+++ Material for the task

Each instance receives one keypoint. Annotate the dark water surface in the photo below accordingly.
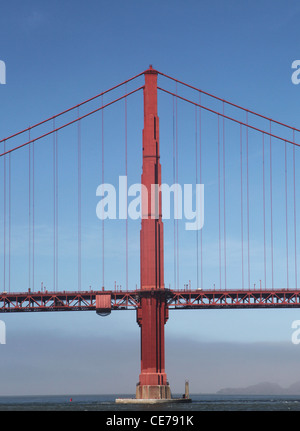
(106, 403)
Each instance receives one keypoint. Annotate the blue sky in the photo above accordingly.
(58, 54)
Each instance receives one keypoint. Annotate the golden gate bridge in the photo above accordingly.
(153, 299)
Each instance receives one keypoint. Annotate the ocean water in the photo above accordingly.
(105, 403)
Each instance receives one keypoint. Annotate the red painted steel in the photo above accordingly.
(132, 300)
(151, 315)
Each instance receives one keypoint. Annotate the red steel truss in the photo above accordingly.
(106, 301)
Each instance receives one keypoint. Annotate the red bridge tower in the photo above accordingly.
(152, 313)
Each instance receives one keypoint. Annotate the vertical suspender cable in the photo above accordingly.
(224, 197)
(102, 144)
(56, 208)
(54, 212)
(178, 282)
(29, 213)
(174, 180)
(286, 214)
(79, 202)
(9, 222)
(242, 214)
(126, 173)
(33, 217)
(248, 211)
(271, 205)
(295, 210)
(219, 195)
(197, 234)
(200, 168)
(4, 220)
(264, 214)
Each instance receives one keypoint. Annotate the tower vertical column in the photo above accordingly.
(152, 314)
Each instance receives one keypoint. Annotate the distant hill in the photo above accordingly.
(264, 388)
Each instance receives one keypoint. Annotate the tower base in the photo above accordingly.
(153, 392)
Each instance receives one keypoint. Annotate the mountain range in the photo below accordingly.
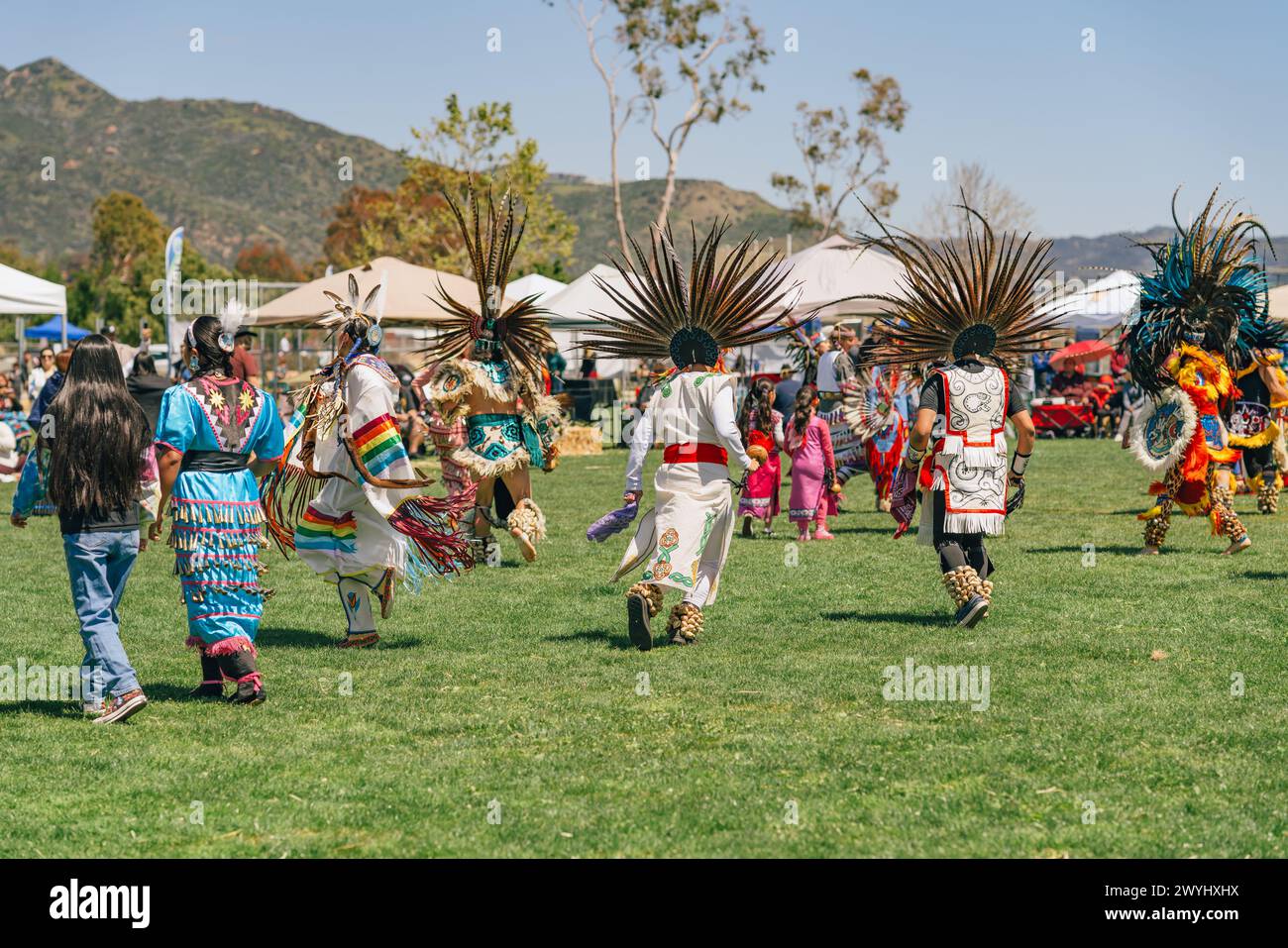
(235, 172)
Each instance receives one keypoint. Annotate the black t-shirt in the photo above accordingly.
(932, 391)
(785, 395)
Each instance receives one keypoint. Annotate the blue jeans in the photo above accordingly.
(98, 566)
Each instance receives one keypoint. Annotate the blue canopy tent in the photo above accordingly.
(53, 329)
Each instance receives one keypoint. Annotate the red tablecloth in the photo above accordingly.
(1063, 417)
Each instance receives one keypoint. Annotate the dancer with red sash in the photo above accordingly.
(973, 313)
(688, 317)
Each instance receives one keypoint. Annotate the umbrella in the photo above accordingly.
(1077, 353)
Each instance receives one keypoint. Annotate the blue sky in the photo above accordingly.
(1095, 142)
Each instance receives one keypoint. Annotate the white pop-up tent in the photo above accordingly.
(408, 300)
(1102, 304)
(833, 269)
(22, 294)
(571, 307)
(1279, 303)
(533, 285)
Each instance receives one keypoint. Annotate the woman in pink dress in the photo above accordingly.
(760, 425)
(809, 442)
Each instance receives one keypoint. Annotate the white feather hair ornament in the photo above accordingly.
(231, 320)
(359, 316)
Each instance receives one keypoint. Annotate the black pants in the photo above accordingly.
(1257, 460)
(958, 549)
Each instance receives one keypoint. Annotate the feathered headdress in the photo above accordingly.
(690, 316)
(357, 317)
(485, 334)
(978, 299)
(1206, 286)
(868, 401)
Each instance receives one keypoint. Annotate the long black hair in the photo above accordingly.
(805, 398)
(97, 434)
(143, 365)
(210, 359)
(760, 401)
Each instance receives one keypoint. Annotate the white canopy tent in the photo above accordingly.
(533, 285)
(22, 294)
(833, 269)
(571, 307)
(1102, 304)
(1279, 303)
(411, 294)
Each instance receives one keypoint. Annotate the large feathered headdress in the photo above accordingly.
(978, 298)
(485, 334)
(1207, 282)
(357, 316)
(691, 314)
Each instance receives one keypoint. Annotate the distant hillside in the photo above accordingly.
(590, 205)
(235, 172)
(232, 171)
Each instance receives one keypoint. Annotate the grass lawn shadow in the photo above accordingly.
(1125, 549)
(905, 618)
(50, 708)
(618, 642)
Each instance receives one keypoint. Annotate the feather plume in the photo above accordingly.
(666, 300)
(979, 296)
(1207, 288)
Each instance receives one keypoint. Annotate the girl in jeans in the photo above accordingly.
(94, 462)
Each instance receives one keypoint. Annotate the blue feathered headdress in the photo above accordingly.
(1207, 286)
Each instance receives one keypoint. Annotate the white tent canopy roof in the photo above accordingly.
(535, 283)
(24, 294)
(1279, 303)
(583, 295)
(1103, 303)
(833, 268)
(410, 294)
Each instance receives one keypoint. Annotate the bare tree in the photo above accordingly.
(711, 50)
(1001, 207)
(618, 115)
(841, 156)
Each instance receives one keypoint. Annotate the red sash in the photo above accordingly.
(695, 453)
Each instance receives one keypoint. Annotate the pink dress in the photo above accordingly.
(760, 496)
(811, 456)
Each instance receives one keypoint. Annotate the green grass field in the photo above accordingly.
(518, 685)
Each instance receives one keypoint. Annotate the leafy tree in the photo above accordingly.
(127, 261)
(125, 231)
(413, 222)
(704, 50)
(267, 262)
(844, 156)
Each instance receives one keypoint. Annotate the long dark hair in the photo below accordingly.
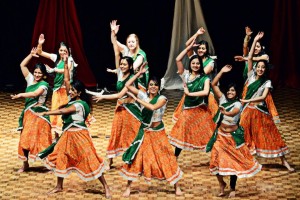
(130, 63)
(236, 88)
(42, 67)
(201, 70)
(80, 87)
(58, 55)
(203, 42)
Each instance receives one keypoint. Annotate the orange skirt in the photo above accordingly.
(261, 134)
(154, 159)
(178, 109)
(193, 129)
(59, 98)
(35, 136)
(227, 159)
(124, 130)
(213, 105)
(75, 152)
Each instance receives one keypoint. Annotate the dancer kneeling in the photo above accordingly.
(74, 150)
(229, 154)
(150, 154)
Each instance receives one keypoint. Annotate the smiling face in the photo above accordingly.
(260, 68)
(74, 93)
(257, 48)
(195, 65)
(124, 66)
(153, 87)
(132, 42)
(202, 50)
(38, 74)
(231, 93)
(63, 50)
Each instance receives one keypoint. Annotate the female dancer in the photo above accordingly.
(209, 68)
(261, 133)
(258, 54)
(195, 126)
(127, 116)
(150, 154)
(75, 150)
(229, 154)
(36, 131)
(59, 96)
(132, 49)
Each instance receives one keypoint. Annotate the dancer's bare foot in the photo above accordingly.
(231, 194)
(222, 188)
(178, 191)
(55, 190)
(24, 168)
(286, 164)
(126, 192)
(110, 162)
(107, 193)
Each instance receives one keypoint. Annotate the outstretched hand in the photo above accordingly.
(15, 96)
(131, 95)
(34, 52)
(259, 35)
(185, 89)
(97, 98)
(41, 39)
(201, 31)
(142, 68)
(114, 27)
(248, 31)
(239, 58)
(226, 68)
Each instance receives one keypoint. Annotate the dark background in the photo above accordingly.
(150, 20)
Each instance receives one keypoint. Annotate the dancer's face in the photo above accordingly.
(201, 50)
(195, 65)
(38, 74)
(74, 93)
(257, 48)
(153, 87)
(131, 43)
(62, 51)
(231, 93)
(260, 68)
(124, 66)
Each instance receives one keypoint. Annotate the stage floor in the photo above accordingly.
(273, 182)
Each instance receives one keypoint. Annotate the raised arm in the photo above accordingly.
(247, 38)
(26, 60)
(179, 58)
(200, 31)
(214, 83)
(113, 37)
(250, 57)
(129, 83)
(202, 93)
(40, 47)
(160, 103)
(66, 73)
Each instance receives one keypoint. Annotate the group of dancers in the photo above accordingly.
(231, 127)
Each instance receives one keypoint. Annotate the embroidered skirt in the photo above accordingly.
(228, 159)
(75, 152)
(261, 134)
(193, 129)
(124, 130)
(59, 98)
(154, 159)
(35, 136)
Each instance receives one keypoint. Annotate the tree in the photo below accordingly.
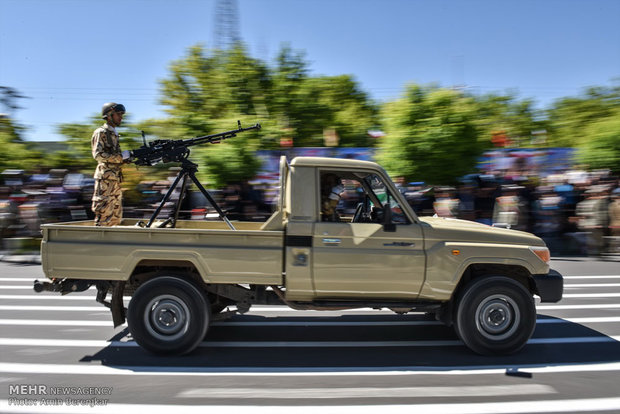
(431, 135)
(570, 117)
(205, 87)
(602, 148)
(15, 153)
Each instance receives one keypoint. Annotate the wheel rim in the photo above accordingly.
(497, 317)
(166, 317)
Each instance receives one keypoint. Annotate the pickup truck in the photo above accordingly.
(479, 279)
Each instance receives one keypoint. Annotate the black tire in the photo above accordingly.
(495, 316)
(168, 315)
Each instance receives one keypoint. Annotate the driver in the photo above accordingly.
(331, 189)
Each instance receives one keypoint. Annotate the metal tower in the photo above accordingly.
(226, 24)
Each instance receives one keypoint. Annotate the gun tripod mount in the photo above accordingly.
(188, 169)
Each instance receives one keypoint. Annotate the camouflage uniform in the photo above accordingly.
(107, 197)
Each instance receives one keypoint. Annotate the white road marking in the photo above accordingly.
(99, 370)
(369, 392)
(591, 295)
(59, 322)
(510, 407)
(53, 308)
(592, 277)
(575, 307)
(85, 343)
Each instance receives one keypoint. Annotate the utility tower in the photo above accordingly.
(226, 24)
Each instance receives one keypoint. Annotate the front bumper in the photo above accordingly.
(549, 286)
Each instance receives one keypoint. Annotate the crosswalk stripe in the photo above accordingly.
(85, 343)
(405, 370)
(369, 392)
(40, 322)
(510, 407)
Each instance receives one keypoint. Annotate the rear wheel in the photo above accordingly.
(495, 316)
(168, 315)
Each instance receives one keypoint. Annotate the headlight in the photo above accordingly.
(542, 253)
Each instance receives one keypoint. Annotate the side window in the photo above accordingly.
(385, 197)
(357, 198)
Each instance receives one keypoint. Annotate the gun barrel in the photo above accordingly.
(176, 150)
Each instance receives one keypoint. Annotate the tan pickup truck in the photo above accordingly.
(480, 279)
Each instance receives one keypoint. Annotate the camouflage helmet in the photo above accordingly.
(111, 106)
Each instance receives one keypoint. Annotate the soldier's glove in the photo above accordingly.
(127, 156)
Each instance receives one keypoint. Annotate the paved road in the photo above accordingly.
(64, 351)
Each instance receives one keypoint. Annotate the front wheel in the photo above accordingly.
(168, 315)
(495, 316)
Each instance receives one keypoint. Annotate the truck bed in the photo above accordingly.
(79, 250)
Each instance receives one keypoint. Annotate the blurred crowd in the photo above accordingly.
(575, 212)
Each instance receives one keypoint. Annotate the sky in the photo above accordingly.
(71, 56)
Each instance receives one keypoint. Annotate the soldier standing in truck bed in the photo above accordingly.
(107, 196)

++++++

Task objective >> Output nothing but the lines from the one that contains "Each instance receives one keypoint. Annotate the blurred" through the final line of the entries above, exactly as they appear.

Finished exercise >>
Each instance receives one keypoint. Annotate the blurred crowd in the photo above accordingly.
(575, 212)
Each instance receives one keypoint. Annotate the sky in the photo above accordingly.
(71, 56)
Each instance receives one keypoint. Annotate the soldier standing in truck bed in the photo above accordingly.
(107, 196)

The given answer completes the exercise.